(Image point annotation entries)
□ □ □ □
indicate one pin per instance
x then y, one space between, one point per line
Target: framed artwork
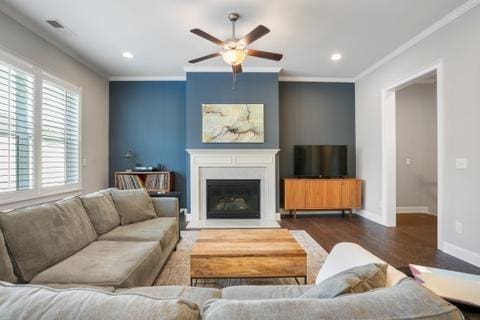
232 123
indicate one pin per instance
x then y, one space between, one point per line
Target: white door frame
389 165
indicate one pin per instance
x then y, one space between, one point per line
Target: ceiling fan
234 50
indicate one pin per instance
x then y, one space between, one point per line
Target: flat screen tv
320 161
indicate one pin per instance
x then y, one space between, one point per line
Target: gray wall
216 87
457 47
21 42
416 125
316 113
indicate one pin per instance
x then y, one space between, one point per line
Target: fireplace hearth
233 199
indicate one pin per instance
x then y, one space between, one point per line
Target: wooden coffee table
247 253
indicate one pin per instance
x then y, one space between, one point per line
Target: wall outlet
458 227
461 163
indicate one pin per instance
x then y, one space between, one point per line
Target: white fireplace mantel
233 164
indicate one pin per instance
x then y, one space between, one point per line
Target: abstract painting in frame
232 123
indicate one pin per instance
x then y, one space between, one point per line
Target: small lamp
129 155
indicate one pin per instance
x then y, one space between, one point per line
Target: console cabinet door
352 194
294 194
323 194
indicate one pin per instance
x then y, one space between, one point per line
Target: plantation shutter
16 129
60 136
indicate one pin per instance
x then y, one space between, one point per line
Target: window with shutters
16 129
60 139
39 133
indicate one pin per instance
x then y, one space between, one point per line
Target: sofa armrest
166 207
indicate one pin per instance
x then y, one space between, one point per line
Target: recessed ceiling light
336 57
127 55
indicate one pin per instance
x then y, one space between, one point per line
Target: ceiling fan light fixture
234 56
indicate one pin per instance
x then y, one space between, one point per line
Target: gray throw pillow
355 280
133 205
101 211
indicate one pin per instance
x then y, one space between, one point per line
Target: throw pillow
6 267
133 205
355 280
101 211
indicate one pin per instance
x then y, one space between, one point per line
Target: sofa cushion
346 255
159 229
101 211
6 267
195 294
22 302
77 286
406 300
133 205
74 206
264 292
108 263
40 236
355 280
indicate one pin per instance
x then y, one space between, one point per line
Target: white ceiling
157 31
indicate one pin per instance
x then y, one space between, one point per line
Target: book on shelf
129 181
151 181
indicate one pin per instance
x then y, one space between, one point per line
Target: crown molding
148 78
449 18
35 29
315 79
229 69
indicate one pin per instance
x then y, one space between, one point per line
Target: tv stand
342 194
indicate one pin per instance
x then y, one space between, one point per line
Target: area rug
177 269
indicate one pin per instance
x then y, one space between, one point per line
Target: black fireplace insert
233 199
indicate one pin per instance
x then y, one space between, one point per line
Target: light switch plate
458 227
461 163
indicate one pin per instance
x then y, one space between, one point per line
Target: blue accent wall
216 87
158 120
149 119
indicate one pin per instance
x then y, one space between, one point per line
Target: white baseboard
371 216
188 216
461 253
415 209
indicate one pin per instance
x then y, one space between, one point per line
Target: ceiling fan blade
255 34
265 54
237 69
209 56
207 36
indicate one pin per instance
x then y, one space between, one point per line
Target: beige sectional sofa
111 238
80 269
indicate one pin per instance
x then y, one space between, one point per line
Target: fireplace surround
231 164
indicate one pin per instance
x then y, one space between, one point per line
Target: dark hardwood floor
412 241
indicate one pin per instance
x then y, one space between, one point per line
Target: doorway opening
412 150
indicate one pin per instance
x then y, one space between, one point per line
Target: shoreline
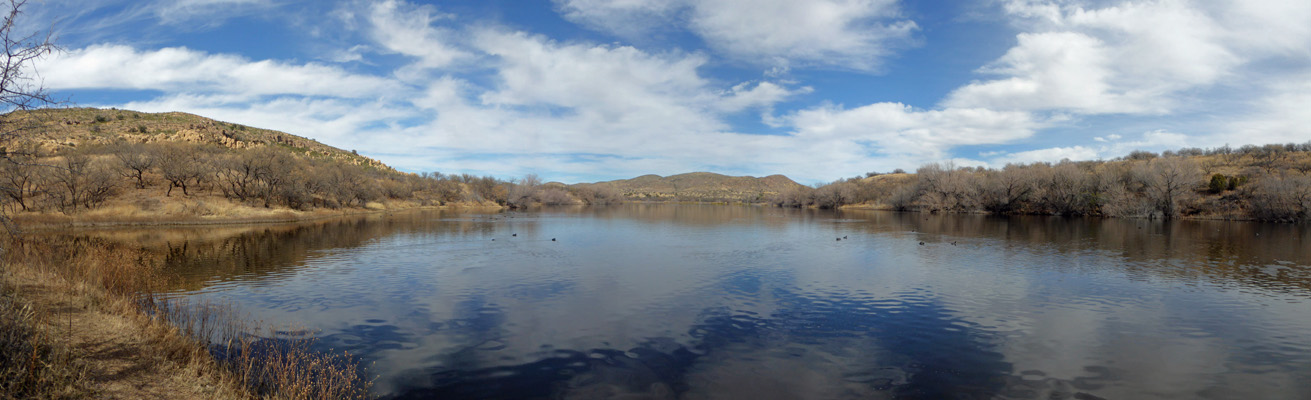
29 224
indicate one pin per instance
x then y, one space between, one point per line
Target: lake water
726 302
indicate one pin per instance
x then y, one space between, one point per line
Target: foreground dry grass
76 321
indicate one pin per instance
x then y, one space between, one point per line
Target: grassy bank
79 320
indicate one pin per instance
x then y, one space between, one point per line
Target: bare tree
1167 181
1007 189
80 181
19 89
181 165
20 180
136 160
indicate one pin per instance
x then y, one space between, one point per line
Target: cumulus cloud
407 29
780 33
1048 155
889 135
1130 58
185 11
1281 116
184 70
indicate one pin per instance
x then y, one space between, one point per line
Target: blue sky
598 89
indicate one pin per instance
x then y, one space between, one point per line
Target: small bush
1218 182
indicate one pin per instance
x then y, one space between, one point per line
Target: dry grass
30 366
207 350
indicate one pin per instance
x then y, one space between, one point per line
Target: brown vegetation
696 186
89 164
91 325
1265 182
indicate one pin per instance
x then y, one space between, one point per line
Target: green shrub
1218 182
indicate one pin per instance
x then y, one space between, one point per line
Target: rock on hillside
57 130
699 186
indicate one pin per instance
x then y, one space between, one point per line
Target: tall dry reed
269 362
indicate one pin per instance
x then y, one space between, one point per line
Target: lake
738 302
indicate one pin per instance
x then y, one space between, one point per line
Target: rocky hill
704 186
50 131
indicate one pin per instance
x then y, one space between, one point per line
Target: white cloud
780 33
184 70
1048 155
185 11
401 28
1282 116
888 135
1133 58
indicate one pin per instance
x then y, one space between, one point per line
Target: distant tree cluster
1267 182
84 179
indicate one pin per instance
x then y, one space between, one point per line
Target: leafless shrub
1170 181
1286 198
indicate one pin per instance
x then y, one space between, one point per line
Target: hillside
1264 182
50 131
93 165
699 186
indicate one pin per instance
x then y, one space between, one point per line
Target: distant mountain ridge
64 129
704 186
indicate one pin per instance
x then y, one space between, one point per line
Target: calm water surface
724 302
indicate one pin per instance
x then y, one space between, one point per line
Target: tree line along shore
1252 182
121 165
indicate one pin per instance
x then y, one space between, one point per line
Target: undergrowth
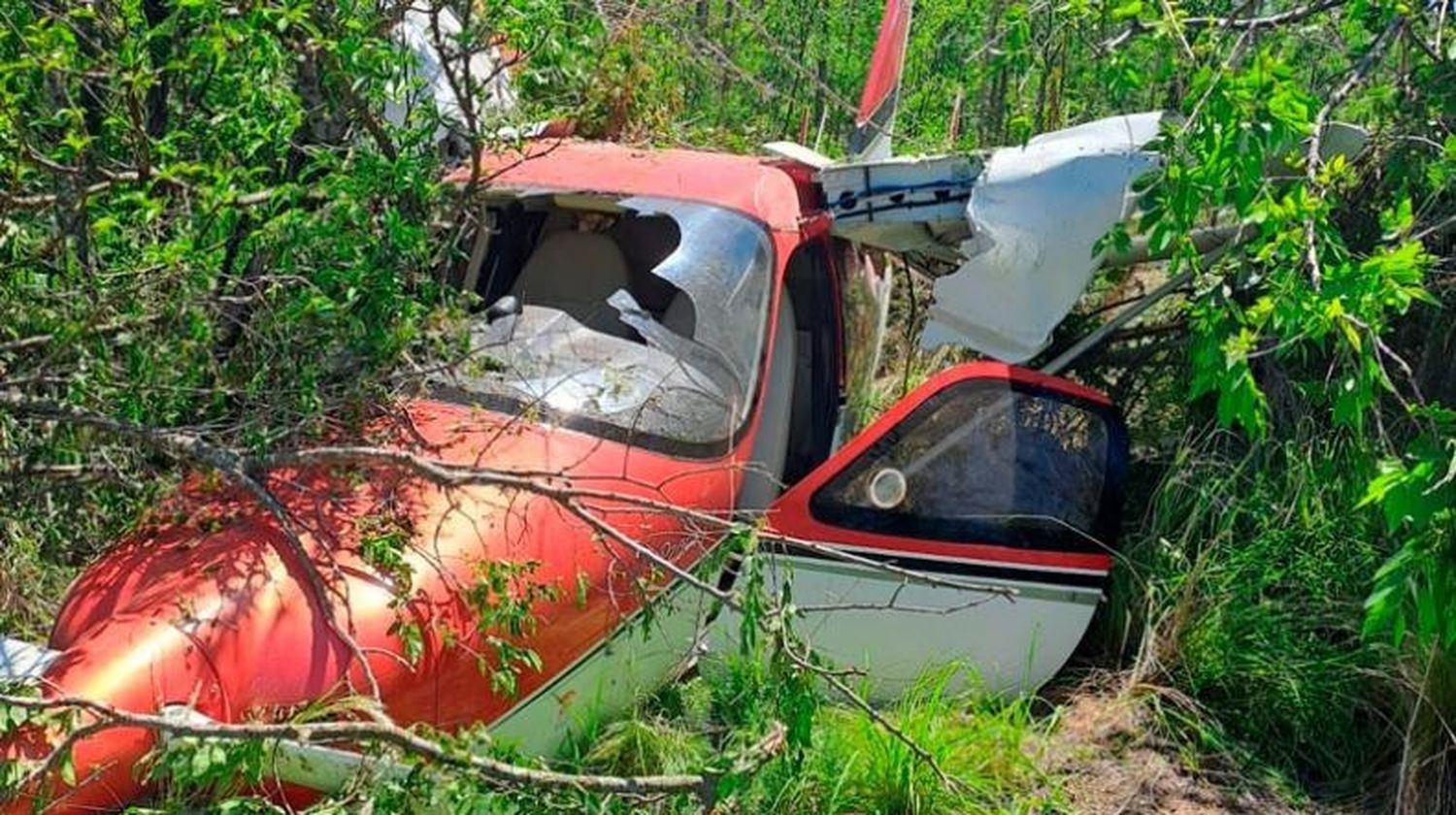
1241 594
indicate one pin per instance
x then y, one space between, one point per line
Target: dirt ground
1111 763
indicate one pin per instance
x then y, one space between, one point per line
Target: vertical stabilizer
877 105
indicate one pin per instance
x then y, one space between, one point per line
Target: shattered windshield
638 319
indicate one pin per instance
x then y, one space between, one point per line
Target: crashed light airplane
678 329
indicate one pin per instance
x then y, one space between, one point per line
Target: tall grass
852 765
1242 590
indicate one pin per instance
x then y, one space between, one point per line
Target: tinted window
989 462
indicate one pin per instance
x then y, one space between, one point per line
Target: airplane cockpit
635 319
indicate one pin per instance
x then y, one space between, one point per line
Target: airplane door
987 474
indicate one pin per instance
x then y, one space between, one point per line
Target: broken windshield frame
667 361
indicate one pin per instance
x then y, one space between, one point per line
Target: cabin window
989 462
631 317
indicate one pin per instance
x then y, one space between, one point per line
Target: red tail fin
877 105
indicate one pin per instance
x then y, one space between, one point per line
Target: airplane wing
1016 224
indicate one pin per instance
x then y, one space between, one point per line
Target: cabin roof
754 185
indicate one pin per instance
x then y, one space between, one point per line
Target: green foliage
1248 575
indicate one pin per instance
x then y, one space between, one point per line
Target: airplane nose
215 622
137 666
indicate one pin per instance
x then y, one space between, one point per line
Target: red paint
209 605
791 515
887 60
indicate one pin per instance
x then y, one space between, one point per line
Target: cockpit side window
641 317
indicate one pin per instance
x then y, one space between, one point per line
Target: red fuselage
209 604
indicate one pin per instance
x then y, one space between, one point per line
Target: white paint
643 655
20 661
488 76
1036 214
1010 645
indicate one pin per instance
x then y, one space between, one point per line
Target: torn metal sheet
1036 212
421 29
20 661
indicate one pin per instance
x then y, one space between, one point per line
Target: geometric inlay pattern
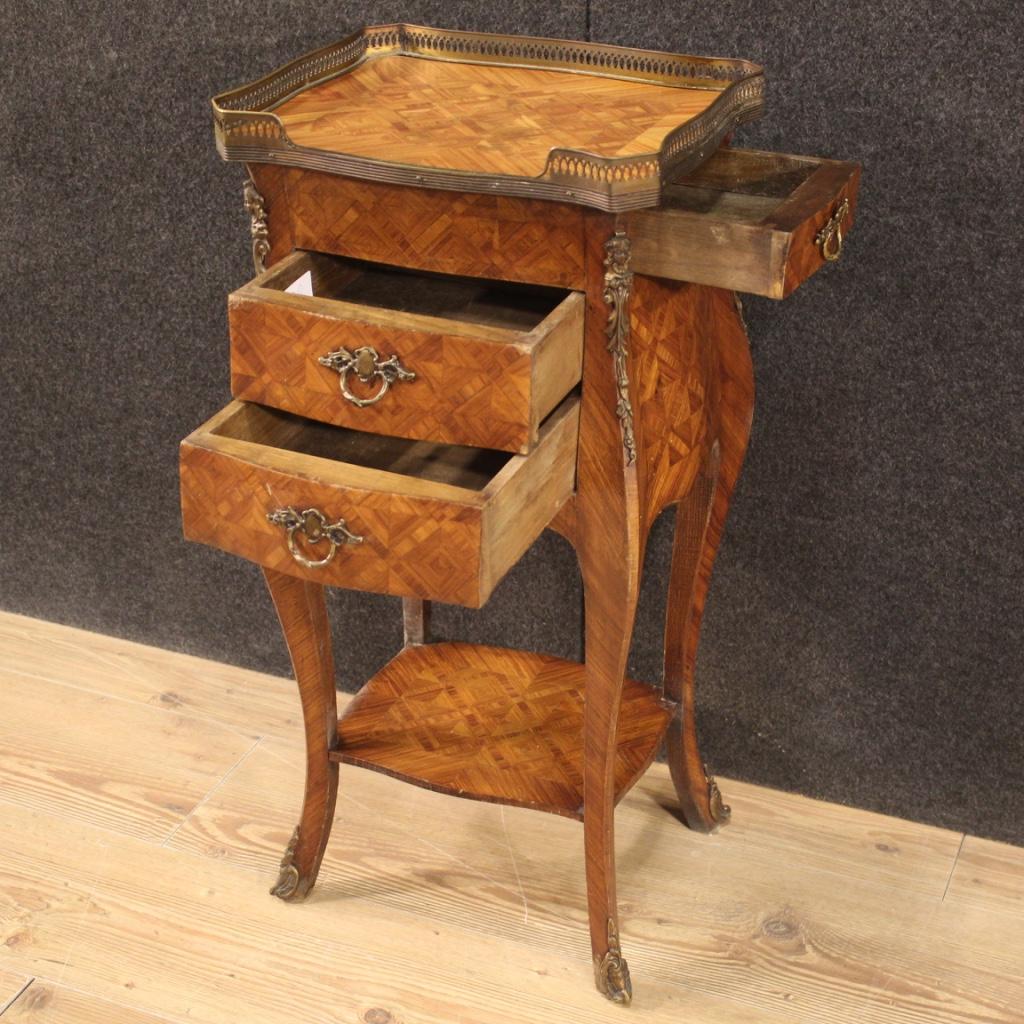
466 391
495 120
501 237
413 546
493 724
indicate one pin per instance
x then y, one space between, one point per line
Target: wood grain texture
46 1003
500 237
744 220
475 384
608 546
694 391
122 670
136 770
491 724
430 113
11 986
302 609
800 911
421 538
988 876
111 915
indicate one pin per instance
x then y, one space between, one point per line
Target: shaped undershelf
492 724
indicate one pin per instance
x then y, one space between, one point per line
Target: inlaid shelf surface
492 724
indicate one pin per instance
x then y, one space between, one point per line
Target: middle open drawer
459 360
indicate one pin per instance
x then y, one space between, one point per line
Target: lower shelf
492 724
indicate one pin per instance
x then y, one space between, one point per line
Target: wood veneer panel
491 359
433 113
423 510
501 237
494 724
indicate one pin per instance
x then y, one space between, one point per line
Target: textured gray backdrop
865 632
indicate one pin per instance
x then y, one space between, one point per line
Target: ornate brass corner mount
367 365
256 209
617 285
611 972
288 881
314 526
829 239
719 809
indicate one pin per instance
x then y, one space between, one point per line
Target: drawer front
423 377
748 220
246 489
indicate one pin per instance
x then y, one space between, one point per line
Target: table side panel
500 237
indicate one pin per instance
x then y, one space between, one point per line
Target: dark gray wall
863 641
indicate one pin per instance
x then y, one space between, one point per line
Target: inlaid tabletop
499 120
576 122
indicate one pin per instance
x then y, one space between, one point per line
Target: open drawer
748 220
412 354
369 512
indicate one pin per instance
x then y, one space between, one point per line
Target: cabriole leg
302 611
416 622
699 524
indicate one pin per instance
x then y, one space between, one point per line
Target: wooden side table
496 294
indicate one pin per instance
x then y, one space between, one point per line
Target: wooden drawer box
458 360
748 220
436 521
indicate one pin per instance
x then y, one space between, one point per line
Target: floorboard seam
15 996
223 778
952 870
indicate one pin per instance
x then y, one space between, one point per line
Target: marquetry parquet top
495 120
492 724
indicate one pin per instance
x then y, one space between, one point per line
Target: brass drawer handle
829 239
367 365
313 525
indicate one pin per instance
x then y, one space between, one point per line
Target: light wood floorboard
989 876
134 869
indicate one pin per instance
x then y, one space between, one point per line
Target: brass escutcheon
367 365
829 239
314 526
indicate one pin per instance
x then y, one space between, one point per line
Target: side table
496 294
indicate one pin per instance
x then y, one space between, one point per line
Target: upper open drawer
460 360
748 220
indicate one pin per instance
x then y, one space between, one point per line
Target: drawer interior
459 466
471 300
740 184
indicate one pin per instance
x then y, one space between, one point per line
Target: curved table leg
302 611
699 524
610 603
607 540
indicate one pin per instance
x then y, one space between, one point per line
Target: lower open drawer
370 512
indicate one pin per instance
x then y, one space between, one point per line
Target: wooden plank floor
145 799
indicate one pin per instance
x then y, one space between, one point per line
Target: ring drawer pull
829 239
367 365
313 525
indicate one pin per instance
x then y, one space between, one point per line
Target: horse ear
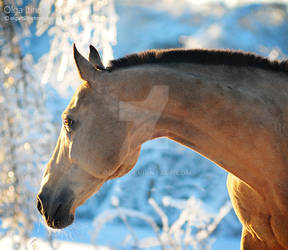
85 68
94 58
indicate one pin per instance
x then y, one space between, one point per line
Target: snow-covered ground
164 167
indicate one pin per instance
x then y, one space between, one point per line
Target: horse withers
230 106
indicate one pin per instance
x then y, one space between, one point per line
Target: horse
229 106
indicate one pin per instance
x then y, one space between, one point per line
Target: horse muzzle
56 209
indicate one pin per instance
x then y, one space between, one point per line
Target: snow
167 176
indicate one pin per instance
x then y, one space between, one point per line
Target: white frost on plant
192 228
□ □ □ □
> [EXERCISE PROMPT]
Which of the lines above contain the string "cockpit" with matching case? Return each of them unchanged.

> [FINISHED ANSWER]
Target: airplane cockpit
Target: cockpit side window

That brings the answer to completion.